◆ Document extract
Thursday, October 6, 2011

The Lost Boys and the Last Days off Wiffleball

                                                                                  
     Boys come to my house in the middle of the night. I call them boys. They're in their mid-twenties. They were boys when I met them, and boys they remain.
  
      They come in my bedroom at 2:00 A.M. exhorting Da to get up and play with them. Sometimes I do when I don't need to be up early. They consume everything consumable that they don't have to cook. When they leave it's as if a swarm of locusts has passed through, empty husks strewn everywhere.

       But to understand about the lost boys and why I call them such, you first need to know about.
                      THE LAST DAYS OF WIFFLEBALL:
                                      A LOVE STORY
         We played wiffleball at least once a week for three or four years. We started as soon as it was warm enough and continued until it was too cold. It was never too hot and it took a lot of rain to stop us.
        The players were me, my son and from three to twenty boys in their early twenties, occasionally a female or two.
       Some of them had spent a lot of time at my house; most I had known since they were little; all were and are my friends. I could bore you to tears explaining our game and its elaborate rules-- how to turn a double play, (Base runners were all imaginary. There was diving by intrepid defenders, but no base running in our game.) how the cedar tree in left center (the green monster) came into play, but suffice it to say that we kept meticulous statistics and published them weekly on the interweb.
         And we lived from one wiffleball day to the next.
         People regularly drove from Athens and Atlanta to play our game. I remember Daniel Lanford saying more than once that wiffleball was the only thing he looked forward to. He usually followed by saying how this showed that he had no life, but I knew at the time he meant he loved us and there was no place he'd rather be.
           We all felt that way.
           Until the very end, almost all the boys who played this game had grown up together, gone to school together, played rec ball together, climbed the water tower together. The last summer of wiffleball the game had grown by word of mouth to include boys some of us had never met, so many that no one got to play that much.
         We all thought, the original wiffleball "core" that is, that the next year we'd politely rid ourselves of the new kids and resume our old game. That was two years ago. There's been no game since. What happened was that most of them got jobs, went off to graduate school, got wives or demanding girlfriends that weren't of our circle, in short, grew up.
          We didn't realize then that that last summer was the end of childhood, that that summer was the last time this circle of friends would be together. Oh, a lot of them will still get together at Christmas holidays, but it will never be the same as the summers of wiffleball, more like a class reunion.
          They all grew up except the few who were left behind, the lost boys who raid my refrigerator in the night. They roam the Newton County night looking for what has been lost, and although I stay home and go to bed on time, I’m not blind to the fact that I’m also one of the lost and left behind.

◆ Exercise directions
Rewrite the wiffleball post from the words "The players were" through "on the interweb.", swapping "female" for "woman".

◆ Entries shown
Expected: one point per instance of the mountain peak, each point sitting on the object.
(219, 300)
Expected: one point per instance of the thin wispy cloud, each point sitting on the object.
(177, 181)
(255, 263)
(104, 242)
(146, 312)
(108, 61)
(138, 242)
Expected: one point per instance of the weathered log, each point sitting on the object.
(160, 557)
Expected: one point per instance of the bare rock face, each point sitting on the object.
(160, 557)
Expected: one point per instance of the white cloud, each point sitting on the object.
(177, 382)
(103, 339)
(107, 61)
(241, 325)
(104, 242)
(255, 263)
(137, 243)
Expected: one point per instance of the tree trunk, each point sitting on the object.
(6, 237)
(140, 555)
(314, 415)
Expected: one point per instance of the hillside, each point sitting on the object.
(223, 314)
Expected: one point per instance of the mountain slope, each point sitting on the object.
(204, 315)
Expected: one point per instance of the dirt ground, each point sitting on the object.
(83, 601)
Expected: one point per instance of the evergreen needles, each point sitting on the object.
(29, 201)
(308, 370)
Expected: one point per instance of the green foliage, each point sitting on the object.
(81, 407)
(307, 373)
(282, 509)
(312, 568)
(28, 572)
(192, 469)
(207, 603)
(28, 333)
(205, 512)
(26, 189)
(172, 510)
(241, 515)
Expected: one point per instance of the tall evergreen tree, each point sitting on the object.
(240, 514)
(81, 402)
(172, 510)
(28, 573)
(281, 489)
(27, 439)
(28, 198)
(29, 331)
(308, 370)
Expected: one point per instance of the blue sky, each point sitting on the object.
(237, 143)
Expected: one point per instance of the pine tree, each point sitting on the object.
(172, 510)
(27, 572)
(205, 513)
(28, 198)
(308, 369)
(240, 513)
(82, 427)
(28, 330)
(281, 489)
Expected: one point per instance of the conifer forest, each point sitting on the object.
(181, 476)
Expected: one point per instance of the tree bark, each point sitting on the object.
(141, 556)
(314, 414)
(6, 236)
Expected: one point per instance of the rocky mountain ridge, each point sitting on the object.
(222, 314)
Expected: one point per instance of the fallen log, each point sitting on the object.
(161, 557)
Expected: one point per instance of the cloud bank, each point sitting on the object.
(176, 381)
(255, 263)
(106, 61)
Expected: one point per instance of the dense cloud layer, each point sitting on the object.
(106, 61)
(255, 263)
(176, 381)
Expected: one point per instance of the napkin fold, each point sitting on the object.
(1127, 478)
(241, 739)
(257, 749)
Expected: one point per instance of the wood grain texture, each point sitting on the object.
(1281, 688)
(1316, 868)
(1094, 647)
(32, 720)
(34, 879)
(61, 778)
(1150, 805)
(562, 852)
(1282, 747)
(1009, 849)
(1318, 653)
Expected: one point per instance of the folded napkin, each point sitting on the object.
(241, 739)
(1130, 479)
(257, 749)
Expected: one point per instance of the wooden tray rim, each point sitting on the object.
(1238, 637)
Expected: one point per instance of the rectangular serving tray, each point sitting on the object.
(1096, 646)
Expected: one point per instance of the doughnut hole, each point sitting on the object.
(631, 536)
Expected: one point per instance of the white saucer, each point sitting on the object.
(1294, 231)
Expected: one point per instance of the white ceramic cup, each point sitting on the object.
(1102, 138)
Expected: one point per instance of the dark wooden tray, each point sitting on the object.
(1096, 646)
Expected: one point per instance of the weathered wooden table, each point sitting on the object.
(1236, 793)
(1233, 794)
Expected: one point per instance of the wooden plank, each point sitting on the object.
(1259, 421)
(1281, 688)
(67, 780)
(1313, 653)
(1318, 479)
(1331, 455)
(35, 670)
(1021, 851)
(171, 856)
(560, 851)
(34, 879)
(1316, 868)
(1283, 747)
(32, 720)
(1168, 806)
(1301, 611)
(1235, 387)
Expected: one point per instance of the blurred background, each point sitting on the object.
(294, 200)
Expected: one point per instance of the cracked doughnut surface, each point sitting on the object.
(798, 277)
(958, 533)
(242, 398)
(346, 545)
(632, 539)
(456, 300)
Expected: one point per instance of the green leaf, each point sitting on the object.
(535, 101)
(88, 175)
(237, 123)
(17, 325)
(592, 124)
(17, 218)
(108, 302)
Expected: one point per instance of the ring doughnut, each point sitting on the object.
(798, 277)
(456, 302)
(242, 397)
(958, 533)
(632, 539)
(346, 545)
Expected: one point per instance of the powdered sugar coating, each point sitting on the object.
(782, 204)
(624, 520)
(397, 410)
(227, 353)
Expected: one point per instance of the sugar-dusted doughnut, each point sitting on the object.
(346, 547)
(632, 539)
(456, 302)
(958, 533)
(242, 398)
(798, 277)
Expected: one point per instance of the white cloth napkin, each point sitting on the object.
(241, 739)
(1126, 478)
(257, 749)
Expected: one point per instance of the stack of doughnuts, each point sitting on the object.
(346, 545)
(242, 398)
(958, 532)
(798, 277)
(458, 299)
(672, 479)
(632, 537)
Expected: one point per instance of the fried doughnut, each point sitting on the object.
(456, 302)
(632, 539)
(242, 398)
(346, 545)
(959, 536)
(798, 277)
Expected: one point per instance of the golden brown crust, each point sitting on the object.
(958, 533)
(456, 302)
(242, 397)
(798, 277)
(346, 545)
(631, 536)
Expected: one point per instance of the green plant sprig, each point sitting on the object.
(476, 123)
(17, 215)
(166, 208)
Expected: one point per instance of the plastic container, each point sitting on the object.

◆ The reply
The players were me, my son and from three to twenty boys in their early twenties, occasionally a woman or two.
       Some of them had spent a lot of time at my house; most I had known since they were little; all were and are my friends. I could bore you to tears explaining our game and its elaborate rules-- how to turn a double play, (Base runners were all imaginary. There was diving by intrepid defenders, but no base running in our game.) how the cedar tree in left center (the green monster) came into play, but suffice it to say that we kept meticulous statistics and published them weekly on the interweb.